■ TASK TO COMPLETE
Write out the listing below as a JSON list of strings, one string for each line, leaving out blank lines.

■ LISTED ENTRIES
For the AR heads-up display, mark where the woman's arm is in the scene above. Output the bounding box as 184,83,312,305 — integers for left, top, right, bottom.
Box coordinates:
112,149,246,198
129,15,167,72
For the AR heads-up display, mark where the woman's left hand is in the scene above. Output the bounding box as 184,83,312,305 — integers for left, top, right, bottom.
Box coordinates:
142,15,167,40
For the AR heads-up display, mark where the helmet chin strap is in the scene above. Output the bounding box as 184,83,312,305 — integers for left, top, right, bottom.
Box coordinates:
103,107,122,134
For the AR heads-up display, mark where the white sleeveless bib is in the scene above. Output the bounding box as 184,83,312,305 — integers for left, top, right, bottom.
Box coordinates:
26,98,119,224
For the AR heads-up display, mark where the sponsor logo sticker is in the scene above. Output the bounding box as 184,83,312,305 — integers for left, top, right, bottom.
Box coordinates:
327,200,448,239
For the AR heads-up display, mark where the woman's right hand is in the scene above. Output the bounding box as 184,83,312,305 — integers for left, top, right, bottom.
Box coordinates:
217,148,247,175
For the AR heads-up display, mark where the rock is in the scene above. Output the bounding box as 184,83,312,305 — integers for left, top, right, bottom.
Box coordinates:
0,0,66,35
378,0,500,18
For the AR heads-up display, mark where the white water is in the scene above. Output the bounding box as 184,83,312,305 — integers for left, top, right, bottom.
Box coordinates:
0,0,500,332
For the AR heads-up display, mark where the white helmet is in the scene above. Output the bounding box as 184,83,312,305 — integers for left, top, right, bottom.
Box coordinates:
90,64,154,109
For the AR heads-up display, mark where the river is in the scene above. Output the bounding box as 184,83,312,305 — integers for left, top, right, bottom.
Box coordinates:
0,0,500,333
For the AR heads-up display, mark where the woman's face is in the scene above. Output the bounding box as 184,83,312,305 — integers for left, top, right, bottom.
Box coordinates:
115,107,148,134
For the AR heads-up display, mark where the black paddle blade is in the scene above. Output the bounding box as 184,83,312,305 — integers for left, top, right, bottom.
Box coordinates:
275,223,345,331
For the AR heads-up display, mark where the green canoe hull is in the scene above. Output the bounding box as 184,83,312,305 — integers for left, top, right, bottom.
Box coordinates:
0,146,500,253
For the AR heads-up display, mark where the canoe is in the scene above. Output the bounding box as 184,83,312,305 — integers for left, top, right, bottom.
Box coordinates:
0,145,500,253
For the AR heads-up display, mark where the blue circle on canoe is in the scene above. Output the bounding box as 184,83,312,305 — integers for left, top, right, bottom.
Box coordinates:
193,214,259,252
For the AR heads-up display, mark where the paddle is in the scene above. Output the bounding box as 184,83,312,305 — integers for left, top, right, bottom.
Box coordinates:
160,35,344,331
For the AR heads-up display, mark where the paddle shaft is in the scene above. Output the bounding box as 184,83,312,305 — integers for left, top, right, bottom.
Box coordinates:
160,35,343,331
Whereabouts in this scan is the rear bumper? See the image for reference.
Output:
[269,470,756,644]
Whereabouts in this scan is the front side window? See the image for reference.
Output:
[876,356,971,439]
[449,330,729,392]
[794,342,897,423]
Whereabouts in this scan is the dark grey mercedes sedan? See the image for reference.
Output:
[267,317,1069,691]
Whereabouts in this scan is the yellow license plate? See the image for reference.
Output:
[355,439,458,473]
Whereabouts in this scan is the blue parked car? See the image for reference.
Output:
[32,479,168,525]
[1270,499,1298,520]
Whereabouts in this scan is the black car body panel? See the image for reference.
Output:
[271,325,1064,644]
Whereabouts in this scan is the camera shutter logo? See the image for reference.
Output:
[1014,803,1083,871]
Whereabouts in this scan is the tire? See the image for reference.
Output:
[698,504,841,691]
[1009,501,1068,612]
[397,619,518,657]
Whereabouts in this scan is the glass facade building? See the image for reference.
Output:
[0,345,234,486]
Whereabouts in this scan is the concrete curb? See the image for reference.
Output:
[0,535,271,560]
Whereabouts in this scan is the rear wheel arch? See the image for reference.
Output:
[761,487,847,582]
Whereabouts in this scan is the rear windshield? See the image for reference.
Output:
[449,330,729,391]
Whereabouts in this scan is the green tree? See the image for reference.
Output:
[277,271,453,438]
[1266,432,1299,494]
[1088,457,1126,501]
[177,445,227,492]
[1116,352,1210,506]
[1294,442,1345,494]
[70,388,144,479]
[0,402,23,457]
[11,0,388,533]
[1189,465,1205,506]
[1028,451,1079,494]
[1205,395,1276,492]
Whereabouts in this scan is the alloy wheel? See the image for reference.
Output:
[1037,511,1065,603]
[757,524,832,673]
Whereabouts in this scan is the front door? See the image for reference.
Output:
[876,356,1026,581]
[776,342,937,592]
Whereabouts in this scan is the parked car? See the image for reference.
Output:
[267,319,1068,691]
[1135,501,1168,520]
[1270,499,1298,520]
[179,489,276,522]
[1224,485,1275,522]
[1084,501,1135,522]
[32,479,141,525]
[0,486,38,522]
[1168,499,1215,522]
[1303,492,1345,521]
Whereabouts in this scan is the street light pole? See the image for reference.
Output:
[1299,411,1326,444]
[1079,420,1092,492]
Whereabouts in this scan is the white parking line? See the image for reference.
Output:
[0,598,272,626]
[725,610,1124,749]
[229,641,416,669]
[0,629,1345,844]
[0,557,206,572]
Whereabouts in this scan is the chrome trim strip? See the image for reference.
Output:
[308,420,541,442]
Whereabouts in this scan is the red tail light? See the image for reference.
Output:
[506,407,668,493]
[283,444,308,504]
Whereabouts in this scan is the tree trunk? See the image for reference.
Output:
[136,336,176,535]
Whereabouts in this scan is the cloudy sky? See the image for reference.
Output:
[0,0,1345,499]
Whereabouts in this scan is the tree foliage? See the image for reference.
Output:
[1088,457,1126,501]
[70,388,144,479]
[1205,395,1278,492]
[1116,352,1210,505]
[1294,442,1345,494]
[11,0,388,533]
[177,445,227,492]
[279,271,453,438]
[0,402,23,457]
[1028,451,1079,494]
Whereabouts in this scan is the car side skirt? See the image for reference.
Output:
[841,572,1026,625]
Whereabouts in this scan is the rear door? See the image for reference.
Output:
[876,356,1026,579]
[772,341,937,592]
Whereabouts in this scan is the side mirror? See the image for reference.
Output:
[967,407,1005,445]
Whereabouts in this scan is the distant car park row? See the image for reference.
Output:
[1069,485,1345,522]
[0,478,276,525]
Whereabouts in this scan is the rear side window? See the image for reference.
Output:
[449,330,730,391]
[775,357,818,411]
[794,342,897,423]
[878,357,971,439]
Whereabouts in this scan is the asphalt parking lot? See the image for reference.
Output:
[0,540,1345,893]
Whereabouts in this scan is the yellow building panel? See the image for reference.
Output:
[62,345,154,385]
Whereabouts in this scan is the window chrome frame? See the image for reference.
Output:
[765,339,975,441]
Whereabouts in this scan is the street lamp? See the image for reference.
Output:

■ FULL ANSWER
[
  "For the AR heads-up display, mark where the woman's arm is in the scene above. Output the bounding box as 184,83,312,305 — integers for left, top, right, bottom.",
  "Box coordinates:",
  "112,149,246,198",
  "129,15,167,72",
  "For the AR heads-up display, mark where the woman's left hand is in the scene above. Output the bounding box as 184,83,312,305 — integers for left, top, right, bottom.",
  "Box coordinates:",
  "142,15,167,40",
  "For the AR heads-up display, mark where the helmet chin strap is in the scene above. Output the bounding box as 184,83,312,305 — integers for left, top, right, bottom.",
  "Box coordinates:",
  "103,107,122,134",
  "For the AR heads-up display, mark where the white sleeveless bib is in the scene above. Output the bounding box as 184,83,312,305 — integers for left, top, right, bottom.",
  "Box coordinates:",
  "26,98,119,224",
  "For the AR heads-up display, mark where the sponsor logo sticker is in the scene above. Output the bounding box as 184,83,312,305 — integers for left, top, right, bottom.",
  "Box coordinates:",
  "327,200,448,239",
  "For the AR heads-up display, mark where the woman's right hand is in the scene above. Output the bounding box as 184,83,312,305 — integers for left, top, right, bottom.",
  "Box coordinates:",
  "217,148,247,175",
  "For the AR heads-up display, mark where the rock is in the scene above. Output the bounding box as 184,83,312,305 — integers for left, top, right, bottom.",
  "Box coordinates:",
  "0,0,66,35",
  "378,0,500,18",
  "For the AR heads-up display, mark where the white water is in the scene above. Output the bounding box as 184,83,312,305 — integers for left, top, right, bottom.",
  "Box coordinates:",
  "0,0,500,332",
  "For the AR heads-up display, mark where the white helmet is in the scene above. Output the bounding box as 184,83,312,305 — integers for left, top, right, bottom.",
  "Box coordinates:",
  "90,64,154,109",
  "For the AR heads-up display, mark where the river is in the scene above. Output the bounding box as 184,83,312,305 — integers for left, top, right, bottom.",
  "Box coordinates:",
  "0,0,500,333",
  "For the AR heads-up display, mark where the woman's face is in the scene above. Output the bounding box as 184,83,312,305 — integers for left, top, right, bottom.",
  "Box coordinates:",
  "115,107,148,134",
  "For the AR heads-up display, mark where the black paddle blade is in the scene above. Output the bounding box as 184,83,312,305 — integers for left, top, right, bottom.",
  "Box coordinates:",
  "275,223,345,331",
  "For the AR heads-up display, mark where the green canoe hull is in the scene above. Output the bounding box as 184,83,312,305 — integers for left, top, right, bottom.",
  "Box coordinates:",
  "0,146,500,253",
  "For the AR heads-up display, mark where the canoe is in the scene above. Output the bounding box as 184,83,312,305 — integers for left, top, right, bottom.",
  "Box coordinates:",
  "0,145,500,253",
  "For the AR heads-up display, mark where the blue circle on canoe is in the scene above. Output the bounding box as 184,83,312,305 — integers for left, top, right, bottom.",
  "Box coordinates:",
  "193,214,259,252",
  "For the AR heads-up display, mark where the paddle is in the scene above. Output the bounding box as 184,83,312,305 — integers for left, top, right, bottom.",
  "Box coordinates:",
  "160,35,344,331",
  "For the AR heads-up display, mark where the paddle shaft is in the scene above. Output the bounding box as 184,83,312,305 — integers for left, top, right, bottom.",
  "Box coordinates:",
  "160,35,343,331",
  "Whereabouts in this scan is the rear bumper? See the image for reference.",
  "Output:",
  "[269,470,756,644]",
  "Whereabouts in this scan is the front side window? See the image for reference.",
  "Output:",
  "[876,356,971,439]",
  "[449,330,729,392]",
  "[794,342,897,423]",
  "Whereabouts in this scan is the dark grey mercedes sedan? See the image for reference.",
  "Output:",
  "[267,317,1069,691]",
  "Whereabouts in this scan is the yellow license plate? See the image for reference.",
  "Output:",
  "[355,439,458,473]",
  "Whereabouts in this scan is the blue parked car? See the image for reference.",
  "Output:",
  "[32,479,168,525]",
  "[1270,499,1298,520]",
  "Whereabouts in this scan is the black car body panel? See the image for reference.",
  "Output:",
  "[271,325,1064,644]",
  "Whereabouts in this scan is the camera shutter logo? See the image for reference.",
  "Output:",
  "[1014,803,1083,871]",
  "Whereabouts in this scan is the tire? See the image for reference.",
  "Output:",
  "[698,504,841,691]",
  "[1009,501,1068,612]",
  "[397,619,518,657]",
  "Whereabouts in this scan is the glass facade building? See the image for reference.",
  "Output:",
  "[0,345,234,486]",
  "Whereabouts in this scan is the concrete curb? See the image for reference.",
  "Output:",
  "[0,535,271,560]",
  "Whereabouts in this scan is the rear wheel arch? See the image for reference.",
  "Output:",
  "[761,487,847,582]",
  "Whereabouts in this scan is the rear windshield? See the image for reference.",
  "Output:",
  "[449,330,729,391]",
  "Whereabouts in this scan is the green tree? See the image for reference.",
  "Output:",
  "[277,271,453,438]",
  "[1266,432,1299,494]",
  "[1088,457,1126,501]",
  "[177,445,227,492]",
  "[1116,352,1210,506]",
  "[1294,442,1345,494]",
  "[70,388,144,479]",
  "[0,402,23,457]",
  "[11,0,388,533]",
  "[1189,465,1205,506]",
  "[1028,451,1079,494]",
  "[1205,395,1276,492]",
  "Whereabouts in this scan is the alloy wheel? See the image for reference.",
  "Output:",
  "[1037,511,1065,603]",
  "[757,524,832,673]",
  "Whereabouts in this scan is the front door? See the image for reference.",
  "Output:",
  "[876,356,1026,581]",
  "[776,342,937,592]",
  "Whereabouts in this scan is the parked car? See the image for reference.",
  "Output:",
  "[267,319,1068,691]",
  "[1135,501,1168,520]",
  "[1270,499,1298,520]",
  "[179,489,276,522]",
  "[1224,485,1275,522]",
  "[1084,501,1135,522]",
  "[32,479,141,525]",
  "[0,486,38,522]",
  "[1168,499,1215,522]",
  "[1303,492,1345,521]",
  "Whereabouts in this scan is the street light pole? See the image for reference.",
  "Output:",
  "[1299,411,1326,444]",
  "[1079,420,1092,492]",
  "Whereabouts in this scan is the white parking line? See the image for reference.",
  "Output:",
  "[0,598,272,626]",
  "[725,610,1124,749]",
  "[229,641,416,669]",
  "[0,629,1345,844]",
  "[0,557,206,572]",
  "Whereabouts in this scan is the chrome trim strip? See the image for reference.",
  "Output:",
  "[308,420,541,442]",
  "Whereabouts in this scan is the red tail light? See the image for reference.",
  "Output:",
  "[506,407,668,493]",
  "[283,444,308,504]",
  "Whereabouts in this scan is the tree trunk? See the image for reference.",
  "Output:",
  "[136,336,176,535]",
  "Whereabouts in this scan is the cloudy sky? See the image for reference.",
  "Output:",
  "[0,0,1345,499]",
  "Whereabouts in this scan is the tree foliage? See the image for reference.",
  "Output:",
  "[1088,457,1126,501]",
  "[70,388,144,479]",
  "[1205,395,1278,492]",
  "[1116,352,1210,505]",
  "[1294,442,1345,494]",
  "[11,0,388,533]",
  "[177,445,227,492]",
  "[279,271,453,438]",
  "[0,402,23,457]",
  "[1028,451,1079,494]",
  "Whereabouts in this scan is the car side skirt? See the image for reference.",
  "Output:",
  "[841,572,1026,625]",
  "Whereabouts in this scan is the rear door? See the image for reference.",
  "Output:",
  "[876,356,1026,579]",
  "[772,341,937,592]",
  "Whereabouts in this scan is the side mirror? See the image for reference.",
  "Output:",
  "[967,407,1005,445]",
  "Whereabouts in this scan is the distant car park row? See the image for reference.",
  "Output:",
  "[1069,485,1345,522]",
  "[0,478,276,525]",
  "Whereabouts in this scan is the rear side window? See the image for reference.",
  "Output:",
  "[449,330,730,391]",
  "[775,357,818,411]",
  "[794,342,897,423]",
  "[878,357,971,439]",
  "Whereabouts in this scan is the asphalt parking lot? See the image for reference.",
  "Output:",
  "[0,540,1345,893]",
  "Whereabouts in this scan is the yellow building panel? See the image for reference.",
  "Output:",
  "[62,345,154,385]",
  "Whereabouts in this scan is the window chrome frame? See the image for reference.",
  "Output:",
  "[765,339,975,441]",
  "Whereabouts in this scan is the street lamp? See the image for reference.",
  "Output:"
]